Exercise prompt
Below is a listing. Quote from it, exactly, the lines from the one containing "Target: squirrel's ear" down to the one containing "like [[414, 256]].", both ends included, and nothing else.

┄┄┄┄┄┄┄┄┄┄

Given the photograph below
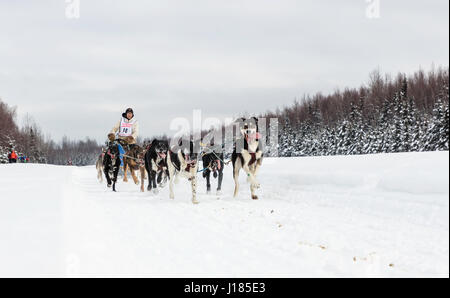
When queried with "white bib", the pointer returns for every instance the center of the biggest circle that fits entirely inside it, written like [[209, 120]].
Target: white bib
[[126, 128]]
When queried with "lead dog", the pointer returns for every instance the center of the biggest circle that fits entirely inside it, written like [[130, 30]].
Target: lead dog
[[183, 162], [133, 160], [247, 154], [99, 167], [111, 164], [156, 164]]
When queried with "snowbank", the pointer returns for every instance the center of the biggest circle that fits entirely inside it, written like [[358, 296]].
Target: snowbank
[[377, 215]]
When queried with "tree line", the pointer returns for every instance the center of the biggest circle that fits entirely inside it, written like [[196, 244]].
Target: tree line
[[386, 115], [401, 114]]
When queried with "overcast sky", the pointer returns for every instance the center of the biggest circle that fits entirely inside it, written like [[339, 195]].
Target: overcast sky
[[165, 58]]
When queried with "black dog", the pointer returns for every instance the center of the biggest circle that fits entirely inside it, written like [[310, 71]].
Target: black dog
[[182, 161], [213, 163], [247, 154], [156, 164], [111, 164]]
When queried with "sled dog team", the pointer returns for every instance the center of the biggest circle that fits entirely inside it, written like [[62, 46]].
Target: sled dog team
[[161, 163]]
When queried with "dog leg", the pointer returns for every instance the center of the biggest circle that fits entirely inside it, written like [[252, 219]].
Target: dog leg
[[194, 189], [133, 175], [142, 169], [171, 178], [125, 167], [208, 181], [236, 170], [108, 179], [150, 177], [219, 183]]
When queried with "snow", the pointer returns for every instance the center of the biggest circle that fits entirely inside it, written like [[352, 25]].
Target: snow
[[383, 215]]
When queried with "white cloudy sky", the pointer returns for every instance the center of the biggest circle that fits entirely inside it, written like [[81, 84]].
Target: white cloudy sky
[[165, 58]]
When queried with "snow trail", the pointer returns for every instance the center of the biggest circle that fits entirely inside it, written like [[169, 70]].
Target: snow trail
[[373, 215]]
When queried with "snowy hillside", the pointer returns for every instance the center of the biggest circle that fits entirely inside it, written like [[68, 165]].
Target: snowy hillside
[[373, 215]]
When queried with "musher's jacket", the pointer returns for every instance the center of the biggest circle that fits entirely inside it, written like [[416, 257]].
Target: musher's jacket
[[126, 128]]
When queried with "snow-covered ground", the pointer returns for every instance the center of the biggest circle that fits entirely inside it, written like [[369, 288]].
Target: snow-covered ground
[[378, 215]]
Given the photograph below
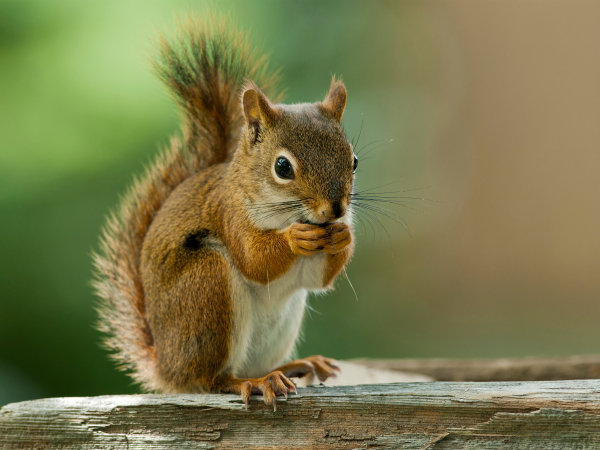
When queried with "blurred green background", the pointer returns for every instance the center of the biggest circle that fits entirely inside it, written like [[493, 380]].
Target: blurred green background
[[493, 108]]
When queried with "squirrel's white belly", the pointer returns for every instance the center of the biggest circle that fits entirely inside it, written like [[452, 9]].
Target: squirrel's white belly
[[267, 319]]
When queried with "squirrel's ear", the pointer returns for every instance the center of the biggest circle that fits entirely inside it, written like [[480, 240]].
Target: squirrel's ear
[[257, 108], [335, 101]]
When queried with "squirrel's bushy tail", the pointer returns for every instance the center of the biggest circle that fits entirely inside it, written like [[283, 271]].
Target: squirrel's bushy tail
[[204, 63]]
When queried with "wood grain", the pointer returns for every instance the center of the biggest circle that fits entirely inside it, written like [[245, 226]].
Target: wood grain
[[583, 367], [428, 415]]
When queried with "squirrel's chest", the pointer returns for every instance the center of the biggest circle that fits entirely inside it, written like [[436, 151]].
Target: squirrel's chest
[[267, 319]]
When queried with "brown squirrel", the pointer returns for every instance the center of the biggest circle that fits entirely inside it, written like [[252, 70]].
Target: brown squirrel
[[205, 268]]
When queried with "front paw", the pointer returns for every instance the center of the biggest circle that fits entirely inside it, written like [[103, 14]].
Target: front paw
[[308, 239]]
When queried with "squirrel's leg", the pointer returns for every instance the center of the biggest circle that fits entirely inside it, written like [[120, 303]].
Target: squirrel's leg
[[318, 366], [276, 383]]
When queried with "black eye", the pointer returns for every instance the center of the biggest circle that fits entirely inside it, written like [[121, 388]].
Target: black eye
[[283, 169]]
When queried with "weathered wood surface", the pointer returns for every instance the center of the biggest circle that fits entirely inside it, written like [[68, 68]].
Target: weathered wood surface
[[435, 415], [585, 367]]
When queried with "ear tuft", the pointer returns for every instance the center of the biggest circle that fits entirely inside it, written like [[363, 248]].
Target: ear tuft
[[335, 101], [257, 107]]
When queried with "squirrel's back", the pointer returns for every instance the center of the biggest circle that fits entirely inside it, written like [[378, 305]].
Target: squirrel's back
[[204, 65]]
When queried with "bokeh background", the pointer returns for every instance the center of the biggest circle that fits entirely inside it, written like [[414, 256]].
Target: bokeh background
[[493, 109]]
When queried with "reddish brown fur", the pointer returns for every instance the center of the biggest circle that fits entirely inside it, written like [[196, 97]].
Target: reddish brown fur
[[169, 258]]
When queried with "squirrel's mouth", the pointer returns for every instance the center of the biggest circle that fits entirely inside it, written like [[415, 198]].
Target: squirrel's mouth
[[308, 222]]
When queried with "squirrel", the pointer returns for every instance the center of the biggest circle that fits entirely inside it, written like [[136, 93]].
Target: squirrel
[[204, 270]]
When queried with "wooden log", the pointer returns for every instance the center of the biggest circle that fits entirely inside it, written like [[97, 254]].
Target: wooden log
[[585, 367], [418, 416]]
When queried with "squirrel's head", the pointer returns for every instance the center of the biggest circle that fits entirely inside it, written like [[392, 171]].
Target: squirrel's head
[[300, 163]]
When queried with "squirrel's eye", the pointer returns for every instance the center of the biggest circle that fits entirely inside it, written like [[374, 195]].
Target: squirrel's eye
[[283, 168]]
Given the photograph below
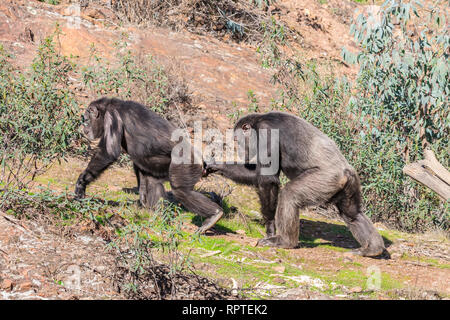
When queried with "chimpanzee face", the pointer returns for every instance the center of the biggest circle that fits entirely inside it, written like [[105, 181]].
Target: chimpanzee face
[[93, 123]]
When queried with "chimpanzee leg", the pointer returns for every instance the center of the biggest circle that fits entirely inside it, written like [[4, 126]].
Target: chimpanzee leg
[[151, 190], [349, 205], [268, 196], [182, 178], [136, 172], [99, 163]]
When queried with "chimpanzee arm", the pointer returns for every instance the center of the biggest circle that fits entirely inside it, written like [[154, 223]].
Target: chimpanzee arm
[[109, 151]]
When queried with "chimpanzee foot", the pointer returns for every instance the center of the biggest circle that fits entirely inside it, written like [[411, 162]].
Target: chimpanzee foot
[[210, 222], [274, 241]]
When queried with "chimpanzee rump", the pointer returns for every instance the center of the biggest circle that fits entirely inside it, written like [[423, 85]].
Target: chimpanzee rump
[[146, 137], [318, 174]]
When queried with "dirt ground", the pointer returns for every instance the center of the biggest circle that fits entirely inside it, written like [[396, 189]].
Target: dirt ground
[[41, 261]]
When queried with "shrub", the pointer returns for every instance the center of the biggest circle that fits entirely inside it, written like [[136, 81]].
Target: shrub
[[397, 107], [39, 117], [401, 101]]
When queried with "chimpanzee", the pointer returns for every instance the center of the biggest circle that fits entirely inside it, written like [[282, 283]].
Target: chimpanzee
[[318, 173], [146, 137]]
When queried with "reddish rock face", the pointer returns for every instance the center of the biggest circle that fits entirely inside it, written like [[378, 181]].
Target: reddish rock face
[[217, 73]]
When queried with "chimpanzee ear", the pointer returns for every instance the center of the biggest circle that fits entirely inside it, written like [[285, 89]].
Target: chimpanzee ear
[[113, 134]]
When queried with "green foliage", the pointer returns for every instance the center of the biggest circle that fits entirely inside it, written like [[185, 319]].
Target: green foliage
[[403, 82], [401, 103], [133, 77], [39, 117], [398, 106], [50, 204]]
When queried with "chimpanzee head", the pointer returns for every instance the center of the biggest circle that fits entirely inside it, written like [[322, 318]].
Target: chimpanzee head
[[93, 120]]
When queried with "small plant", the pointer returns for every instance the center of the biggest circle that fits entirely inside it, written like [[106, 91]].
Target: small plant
[[39, 116], [161, 233]]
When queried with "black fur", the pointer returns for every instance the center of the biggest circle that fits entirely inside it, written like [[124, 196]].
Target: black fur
[[146, 137]]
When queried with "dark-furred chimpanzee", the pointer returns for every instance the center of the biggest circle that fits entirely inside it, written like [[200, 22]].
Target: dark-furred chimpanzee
[[146, 137], [318, 174]]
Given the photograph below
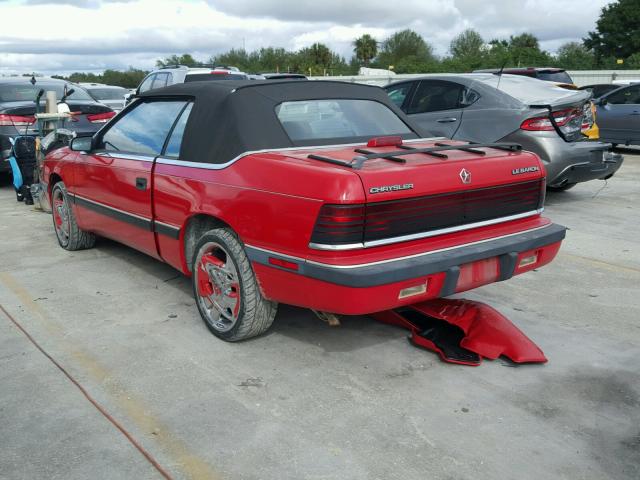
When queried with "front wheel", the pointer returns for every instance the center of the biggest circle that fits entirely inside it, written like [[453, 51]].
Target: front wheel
[[225, 288], [70, 236]]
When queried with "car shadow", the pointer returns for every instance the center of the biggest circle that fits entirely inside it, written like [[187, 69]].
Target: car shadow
[[300, 324], [354, 332]]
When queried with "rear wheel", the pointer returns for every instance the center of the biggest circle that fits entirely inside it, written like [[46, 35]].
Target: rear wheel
[[225, 288], [70, 236], [561, 188]]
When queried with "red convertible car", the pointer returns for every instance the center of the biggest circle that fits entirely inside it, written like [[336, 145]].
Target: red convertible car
[[317, 194]]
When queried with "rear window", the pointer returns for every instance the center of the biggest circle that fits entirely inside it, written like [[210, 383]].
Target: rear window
[[25, 92], [203, 77], [108, 93], [560, 77], [340, 118]]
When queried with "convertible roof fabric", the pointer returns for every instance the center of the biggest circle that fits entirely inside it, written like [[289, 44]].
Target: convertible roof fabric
[[233, 117]]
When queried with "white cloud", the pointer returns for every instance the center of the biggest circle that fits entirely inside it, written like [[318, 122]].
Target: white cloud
[[68, 35]]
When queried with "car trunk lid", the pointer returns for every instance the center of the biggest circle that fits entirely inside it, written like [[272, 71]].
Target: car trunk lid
[[415, 194]]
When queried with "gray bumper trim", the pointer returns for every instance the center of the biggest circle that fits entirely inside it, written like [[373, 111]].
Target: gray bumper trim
[[419, 266]]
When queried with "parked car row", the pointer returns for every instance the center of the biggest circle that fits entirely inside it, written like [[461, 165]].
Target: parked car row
[[338, 197], [483, 107], [18, 107], [321, 194]]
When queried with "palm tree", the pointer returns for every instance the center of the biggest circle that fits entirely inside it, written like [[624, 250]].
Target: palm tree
[[365, 48]]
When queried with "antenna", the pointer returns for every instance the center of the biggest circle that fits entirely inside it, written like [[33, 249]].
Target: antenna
[[500, 74]]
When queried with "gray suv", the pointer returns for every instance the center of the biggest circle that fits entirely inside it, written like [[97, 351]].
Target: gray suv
[[166, 76], [481, 107]]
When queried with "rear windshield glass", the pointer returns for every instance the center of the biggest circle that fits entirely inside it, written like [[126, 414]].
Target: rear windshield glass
[[203, 77], [108, 93], [340, 118], [24, 92], [561, 77]]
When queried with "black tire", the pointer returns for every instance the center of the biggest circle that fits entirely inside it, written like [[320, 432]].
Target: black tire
[[70, 236], [225, 288], [561, 188]]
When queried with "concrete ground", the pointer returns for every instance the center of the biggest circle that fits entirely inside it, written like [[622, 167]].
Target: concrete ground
[[308, 401]]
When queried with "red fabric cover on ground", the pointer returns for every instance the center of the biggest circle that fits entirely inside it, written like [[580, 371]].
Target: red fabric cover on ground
[[487, 332]]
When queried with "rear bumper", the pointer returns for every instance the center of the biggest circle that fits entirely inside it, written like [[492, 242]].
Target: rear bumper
[[593, 170], [360, 289], [572, 162]]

┄┄┄┄┄┄┄┄┄┄

Answer to this exercise
Target: squirrel's ear
[[257, 108], [335, 101]]
When queried with "squirrel's bushy tail", the pointer returns for every instance the center of the biggest circle that fits entirely inside it, written like [[283, 271]].
Target: squirrel's bushy tail
[[204, 63]]
When queried with "wood grain", the pointer returns for every instance the center of the biggest circle that fits entirely inside it, written like [[245, 226]].
Target: wood grain
[[583, 367], [428, 415]]
When queried with "squirrel's chest", the pointer returns for every instance the center of the biggest circle that fits entirely inside it, written like [[436, 151]].
Target: squirrel's chest
[[267, 319]]
When queried with "brown squirrel", the pointer returns for every instance the center of the biggest circle that fits entirely inside it, written like [[252, 70]].
Target: brown squirrel
[[205, 268]]
When queried with "front paw", the pointer returns for every instance the center of the biggest circle that fits entirely inside it, written like [[103, 14]].
Target: front paw
[[308, 239]]
When queried with "squirrel's leg", the pointer returns for every instance the center of the biggest circle that fits entirely inside it, written like [[120, 303]].
Target: squirrel's leg
[[318, 366], [276, 383]]
When queried with "black eye", the pointer returns for every instance the center of the biggest circle that fits entirely inside it, written like [[121, 388]].
Target: black eye
[[283, 169]]
When queried with "weathered wood surface", the pointer returns for every instance the center of the biggest circle that fits entirely inside it, written like [[68, 68]].
Target: weathered wood surface
[[435, 415], [585, 367]]
When queried with "ear tuft", the pointer returns for every instance the center of the biggest circle that fits entirely inside it, written like [[363, 248]].
Target: ear tuft
[[335, 101], [257, 107]]
When queried with "squirrel's back", the pointer returns for every instance the center of the biggest circle that fits entirely inside it, written like [[378, 305]].
Target: squirrel's back
[[204, 65]]
When queried with "bokeh background", the pointer returns for every instance the center of the biggest circle that fits entirely inside it, written like [[414, 256]].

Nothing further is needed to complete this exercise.